Stated goal –
Copy every line of the records below word for word, leaving out the pictures.

== == ==

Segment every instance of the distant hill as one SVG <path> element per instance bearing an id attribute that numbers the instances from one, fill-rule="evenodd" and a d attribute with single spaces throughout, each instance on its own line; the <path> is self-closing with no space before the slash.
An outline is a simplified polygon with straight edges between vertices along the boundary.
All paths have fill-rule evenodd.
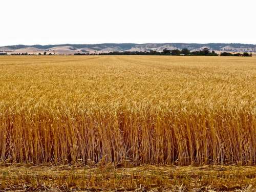
<path id="1" fill-rule="evenodd" d="M 256 52 L 256 45 L 242 44 L 62 44 L 42 46 L 18 45 L 0 47 L 0 52 L 8 53 L 37 54 L 46 51 L 56 54 L 73 54 L 76 53 L 100 53 L 113 51 L 162 51 L 167 49 L 182 49 L 187 48 L 190 51 L 198 51 L 204 48 L 210 50 L 224 52 Z"/>

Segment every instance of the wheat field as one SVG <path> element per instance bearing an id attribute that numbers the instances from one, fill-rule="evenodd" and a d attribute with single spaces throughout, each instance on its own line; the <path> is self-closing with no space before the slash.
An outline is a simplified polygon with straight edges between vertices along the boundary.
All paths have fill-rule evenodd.
<path id="1" fill-rule="evenodd" d="M 2 56 L 0 162 L 255 165 L 256 58 Z"/>

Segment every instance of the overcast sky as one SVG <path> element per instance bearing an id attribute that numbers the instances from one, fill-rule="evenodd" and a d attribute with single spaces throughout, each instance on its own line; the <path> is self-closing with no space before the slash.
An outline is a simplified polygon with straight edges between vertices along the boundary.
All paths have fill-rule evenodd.
<path id="1" fill-rule="evenodd" d="M 0 46 L 256 44 L 255 0 L 5 0 Z"/>

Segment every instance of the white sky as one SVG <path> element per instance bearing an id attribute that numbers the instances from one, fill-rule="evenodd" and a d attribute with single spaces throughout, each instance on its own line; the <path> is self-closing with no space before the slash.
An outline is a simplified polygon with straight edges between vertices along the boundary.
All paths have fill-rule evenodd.
<path id="1" fill-rule="evenodd" d="M 3 0 L 0 46 L 104 42 L 256 44 L 255 0 Z"/>

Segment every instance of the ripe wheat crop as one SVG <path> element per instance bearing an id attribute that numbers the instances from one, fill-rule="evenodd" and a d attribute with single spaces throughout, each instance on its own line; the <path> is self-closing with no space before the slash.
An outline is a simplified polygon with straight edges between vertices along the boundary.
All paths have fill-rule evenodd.
<path id="1" fill-rule="evenodd" d="M 0 162 L 255 165 L 256 59 L 0 57 Z"/>

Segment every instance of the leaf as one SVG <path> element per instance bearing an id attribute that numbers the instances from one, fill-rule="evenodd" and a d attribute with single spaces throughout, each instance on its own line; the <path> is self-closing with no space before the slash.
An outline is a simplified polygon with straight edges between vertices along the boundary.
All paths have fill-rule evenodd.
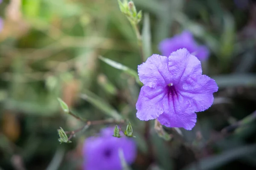
<path id="1" fill-rule="evenodd" d="M 197 170 L 198 169 L 198 166 L 200 166 L 200 169 L 201 170 L 218 169 L 218 167 L 233 160 L 246 156 L 255 151 L 256 151 L 256 144 L 234 148 L 223 152 L 220 155 L 203 159 L 197 163 L 197 165 L 193 164 L 183 170 Z"/>
<path id="2" fill-rule="evenodd" d="M 146 58 L 148 58 L 152 55 L 150 20 L 148 13 L 145 13 L 144 15 L 142 29 L 142 44 L 143 53 Z"/>
<path id="3" fill-rule="evenodd" d="M 102 61 L 112 66 L 114 68 L 116 68 L 119 70 L 122 70 L 125 73 L 127 73 L 128 74 L 129 74 L 130 76 L 134 77 L 135 78 L 136 82 L 138 84 L 141 86 L 143 85 L 143 84 L 142 84 L 140 81 L 139 76 L 138 76 L 138 74 L 136 71 L 129 68 L 128 67 L 126 67 L 126 66 L 125 66 L 111 60 L 103 57 L 102 56 L 99 56 L 99 58 Z"/>
<path id="4" fill-rule="evenodd" d="M 111 116 L 117 120 L 122 119 L 122 116 L 118 113 L 116 110 L 111 107 L 108 103 L 106 103 L 93 93 L 86 91 L 85 93 L 81 94 L 80 97 L 93 105 L 108 116 Z"/>
<path id="5" fill-rule="evenodd" d="M 239 86 L 256 87 L 256 75 L 234 74 L 212 76 L 219 88 Z"/>
<path id="6" fill-rule="evenodd" d="M 69 108 L 68 108 L 68 106 L 61 99 L 58 98 L 58 100 L 59 101 L 60 103 L 60 105 L 61 105 L 61 107 L 64 112 L 68 113 L 69 113 Z"/>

== == ==

Task output –
Segment every instance of the distant hill as one SVG <path> element per instance bearing an id attribute that numbers the instances from one, fill-rule="evenodd" and a d attribute with single spaces throughout, each instance on its own line; the <path> is self-closing with no space before the slash.
An outline is a simplified polygon with straight edges between vertices along the boundary.
All paths have fill-rule evenodd.
<path id="1" fill-rule="evenodd" d="M 256 52 L 256 45 L 242 44 L 62 44 L 42 46 L 18 45 L 0 47 L 0 52 L 8 53 L 37 54 L 46 51 L 56 54 L 73 54 L 76 53 L 100 53 L 113 51 L 162 51 L 167 49 L 182 49 L 187 48 L 190 51 L 198 51 L 204 48 L 210 50 L 224 52 Z"/>

Segment every instance of the wheat field as one SVG <path> element per instance bearing an id attribute that numbers the instances from one, fill-rule="evenodd" and a d attribute with single spaces throughout, each instance on its own line; the <path> is self-closing with no space before the slash.
An outline is a simplified polygon with straight edges between vertices along the boundary.
All paths have fill-rule evenodd.
<path id="1" fill-rule="evenodd" d="M 2 56 L 0 162 L 255 165 L 256 58 Z"/>

Segment every instance of the overcast sky as one SVG <path> element per instance bearing an id attribute that numbers the instances from one, fill-rule="evenodd" and a d attribute with single spaces throughout, each instance on its own line; the <path> is self-closing with no space before the slash.
An outline is a simplified polygon with straight edges between vertices along the boundary.
All paths have fill-rule evenodd.
<path id="1" fill-rule="evenodd" d="M 0 46 L 256 44 L 255 0 L 5 0 Z"/>

Segment every instance of the white sky as one SVG <path> element per instance bearing an id attribute that numbers the instances from one, fill-rule="evenodd" and a d attribute with single spaces throughout, each instance on its own line; the <path> is self-closing with no space before the slash.
An outline is a simplified polygon with straight edges between vertices along the boundary.
All paths have fill-rule evenodd.
<path id="1" fill-rule="evenodd" d="M 3 0 L 0 46 L 104 42 L 256 44 L 255 0 Z"/>

Segment every instance of the ripe wheat crop as one SVG <path> element per instance bearing an id attribute that numbers the instances from one, fill-rule="evenodd" and a d attribute with single spaces throughout, each instance on its own line; the <path> is self-closing with no space before the slash.
An outline is a simplified polygon with straight edges between vertices along the boundary.
All paths have fill-rule evenodd.
<path id="1" fill-rule="evenodd" d="M 0 162 L 255 165 L 256 59 L 0 57 Z"/>

Segment every instance of the leaf as one SVG <path> element per instance bearing an id attribute that numbers the instances from one, fill-rule="evenodd" and a d attribute with single spaces throughout, each instance on its own line; the <path> is self-closing with no space before the slash.
An outline is a simplified polygon with straight edges between vertices along the boundary.
All paths have fill-rule evenodd.
<path id="1" fill-rule="evenodd" d="M 197 170 L 198 169 L 198 166 L 200 166 L 200 169 L 201 170 L 218 169 L 218 167 L 233 160 L 246 156 L 255 151 L 256 151 L 256 144 L 234 148 L 223 152 L 220 155 L 203 159 L 197 163 L 197 165 L 193 164 L 183 170 Z"/>
<path id="2" fill-rule="evenodd" d="M 146 58 L 148 58 L 152 55 L 150 20 L 148 13 L 145 13 L 144 15 L 142 29 L 142 44 L 143 53 Z"/>
<path id="3" fill-rule="evenodd" d="M 102 61 L 112 66 L 114 68 L 116 68 L 119 70 L 122 70 L 125 73 L 127 73 L 128 74 L 129 74 L 130 76 L 134 77 L 135 78 L 136 82 L 138 84 L 141 86 L 143 85 L 143 84 L 142 84 L 140 81 L 139 76 L 138 76 L 138 74 L 136 71 L 129 68 L 128 67 L 126 67 L 126 66 L 125 66 L 111 60 L 103 57 L 102 56 L 99 56 L 99 58 Z"/>
<path id="4" fill-rule="evenodd" d="M 111 116 L 117 120 L 122 119 L 122 116 L 118 113 L 116 110 L 111 107 L 108 103 L 106 103 L 93 93 L 86 91 L 85 93 L 81 94 L 80 97 L 93 105 L 108 116 Z"/>
<path id="5" fill-rule="evenodd" d="M 239 86 L 256 87 L 256 75 L 234 74 L 212 76 L 219 88 Z"/>
<path id="6" fill-rule="evenodd" d="M 69 108 L 68 108 L 68 106 L 61 99 L 58 98 L 58 100 L 59 101 L 60 103 L 60 105 L 61 105 L 61 107 L 64 112 L 68 113 L 69 113 Z"/>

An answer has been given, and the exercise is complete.